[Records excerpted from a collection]

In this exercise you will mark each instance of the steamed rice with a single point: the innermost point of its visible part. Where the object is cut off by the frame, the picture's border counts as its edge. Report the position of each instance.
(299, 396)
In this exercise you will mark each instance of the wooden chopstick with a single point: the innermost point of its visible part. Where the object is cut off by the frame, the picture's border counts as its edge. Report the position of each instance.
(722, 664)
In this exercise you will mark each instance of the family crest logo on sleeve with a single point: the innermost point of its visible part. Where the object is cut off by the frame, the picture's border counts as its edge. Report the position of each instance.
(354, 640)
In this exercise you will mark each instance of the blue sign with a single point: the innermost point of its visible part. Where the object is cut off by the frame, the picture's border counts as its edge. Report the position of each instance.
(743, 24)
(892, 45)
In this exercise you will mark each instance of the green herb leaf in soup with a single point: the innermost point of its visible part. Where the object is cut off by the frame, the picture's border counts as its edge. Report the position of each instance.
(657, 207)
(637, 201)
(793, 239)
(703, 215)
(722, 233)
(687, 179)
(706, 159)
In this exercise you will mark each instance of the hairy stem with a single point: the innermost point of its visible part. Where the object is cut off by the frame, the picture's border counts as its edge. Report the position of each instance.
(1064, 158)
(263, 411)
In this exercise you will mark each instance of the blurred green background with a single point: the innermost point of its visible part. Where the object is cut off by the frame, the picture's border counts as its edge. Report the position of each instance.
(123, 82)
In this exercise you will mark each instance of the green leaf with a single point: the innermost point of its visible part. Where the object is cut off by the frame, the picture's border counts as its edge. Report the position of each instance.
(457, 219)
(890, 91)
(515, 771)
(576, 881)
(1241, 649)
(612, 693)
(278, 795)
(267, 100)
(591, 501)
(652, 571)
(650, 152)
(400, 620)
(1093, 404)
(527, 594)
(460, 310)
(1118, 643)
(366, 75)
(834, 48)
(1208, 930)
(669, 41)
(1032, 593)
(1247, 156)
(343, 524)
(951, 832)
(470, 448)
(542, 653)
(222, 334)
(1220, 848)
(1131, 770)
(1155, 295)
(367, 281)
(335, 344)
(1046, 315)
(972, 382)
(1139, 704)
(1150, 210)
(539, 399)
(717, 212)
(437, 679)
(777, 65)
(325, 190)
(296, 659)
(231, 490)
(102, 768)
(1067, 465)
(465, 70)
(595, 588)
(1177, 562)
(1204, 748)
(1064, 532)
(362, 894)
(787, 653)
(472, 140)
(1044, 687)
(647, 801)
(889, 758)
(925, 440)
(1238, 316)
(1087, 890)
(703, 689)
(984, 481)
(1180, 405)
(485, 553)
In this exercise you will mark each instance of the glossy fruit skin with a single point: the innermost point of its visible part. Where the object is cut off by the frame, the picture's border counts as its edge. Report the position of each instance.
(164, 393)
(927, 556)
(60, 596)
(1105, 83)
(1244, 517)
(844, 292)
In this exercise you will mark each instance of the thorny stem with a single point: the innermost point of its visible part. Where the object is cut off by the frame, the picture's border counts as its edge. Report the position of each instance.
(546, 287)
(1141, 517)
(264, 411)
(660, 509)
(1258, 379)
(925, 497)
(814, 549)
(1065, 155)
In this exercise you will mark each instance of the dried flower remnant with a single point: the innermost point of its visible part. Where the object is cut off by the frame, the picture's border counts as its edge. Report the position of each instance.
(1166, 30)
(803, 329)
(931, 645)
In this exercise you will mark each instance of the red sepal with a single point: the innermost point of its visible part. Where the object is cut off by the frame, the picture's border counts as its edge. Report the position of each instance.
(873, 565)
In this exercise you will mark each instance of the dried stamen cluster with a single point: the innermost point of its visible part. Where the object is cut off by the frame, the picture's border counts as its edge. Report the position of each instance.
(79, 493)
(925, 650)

EXERCISE DESCRIPTION
Take the listing above and write it out again exactly.

WRITTEN ANSWER
In this exercise you will mark each instance of the steamed rice with a single point: the innermost point of its visible part. Where the object is cut off by the frame, the picture's border counts as its edge. Report the position of each instance.
(299, 396)
In this exercise you will mark each instance of the wooden chopstick with a single point: the innermost point of its visible part. Where the object is cut off by the frame, the picture's border counts as its edge. Report the position of each instance.
(722, 664)
In this exercise you will mark each instance of the family crest logo on sleeve with a single point: the innermost point of its visible part. Where the object is cut off by the frame, the picture's border counts as its edge. Report the position of each instance.
(354, 640)
In this exercise you will mark each instance of the blue sign with a single point: the innermost point of its visible part. Where the object is cut off by the frame, the picture's border counts as its edge. Report the position of each instance.
(743, 24)
(892, 45)
In this exercise you will mark each instance of the green herb leaf in soup with a single point: the innermost point of its visible part. Where the object is cut off by the frame, the picture's border counts as its edge. Report the position of each instance.
(657, 207)
(637, 201)
(793, 239)
(703, 215)
(722, 233)
(687, 179)
(706, 159)
In this exercise you will mark each instance of the hairy stem with a single point: the innermost point of its visible part. Where the object is cut off by the frame, the picture's border counts as its edge. Report the position of each instance.
(1064, 158)
(263, 411)
In this exercise you will mark each instance of the blurred green background with a single point: the innermost point of its visible part. Where the object is cut off by the frame, the picture's border counts as its edge. Report the position of each instance.
(123, 82)
In this exercise you will mark each instance of the green leaf with a single point: the innermost point of its visible part. Where the object is cut off by the frame, the picture's border counts as its edge. Report the position of each instance.
(457, 219)
(890, 91)
(515, 771)
(576, 881)
(1241, 649)
(612, 693)
(278, 795)
(267, 100)
(591, 501)
(652, 571)
(650, 152)
(400, 620)
(1093, 404)
(527, 594)
(460, 310)
(1118, 643)
(366, 75)
(834, 48)
(1208, 930)
(669, 41)
(1032, 593)
(1247, 156)
(343, 524)
(951, 832)
(470, 448)
(542, 653)
(222, 334)
(1220, 848)
(1131, 770)
(1155, 295)
(367, 281)
(335, 344)
(1046, 315)
(972, 382)
(1139, 704)
(1150, 210)
(539, 399)
(717, 212)
(437, 679)
(777, 65)
(325, 190)
(296, 659)
(231, 490)
(102, 768)
(1067, 465)
(465, 70)
(595, 588)
(1177, 562)
(1204, 748)
(1064, 532)
(362, 894)
(787, 653)
(472, 140)
(1044, 687)
(647, 801)
(889, 758)
(925, 440)
(1238, 316)
(1087, 890)
(703, 689)
(984, 481)
(1180, 405)
(485, 553)
In this exercise you will mark each instance of the glossy fruit skin with a single point: the innermost point of its visible part. Where the object is cut off by the frame, the picture's border counts as its edge. Report the position of each instance.
(164, 393)
(927, 556)
(60, 596)
(1105, 83)
(1244, 517)
(844, 292)
In this exercise you will mark each instance of the thorny stem with a single point: the innermost point of its visible part. Where the object is cut off by the frame, the picture's border counts as its edge. Report the position of each instance.
(546, 287)
(1141, 517)
(264, 411)
(660, 509)
(1258, 379)
(925, 497)
(814, 549)
(1065, 155)
In this exercise you will mark each instance of the dried flower remnant with a single point: the innermost point of its visible part. Where the object is cut off by the frame, the picture's border counts as its edge. Report the position of each instance.
(1166, 30)
(803, 329)
(931, 645)
In this exercise you will mark each instance of the red sepal with a single point: the innermost point of its visible part. Where the object is cut off by the frame, the picture's border counts as its edge. Report the position of each instance.
(873, 565)
In this exercise you will mark each instance of the dried stamen cluster with a single point: the innermost point of its visible part. Where the object is cut off by the frame, the picture's border counts as its edge. Report the position of each instance.
(79, 493)
(925, 650)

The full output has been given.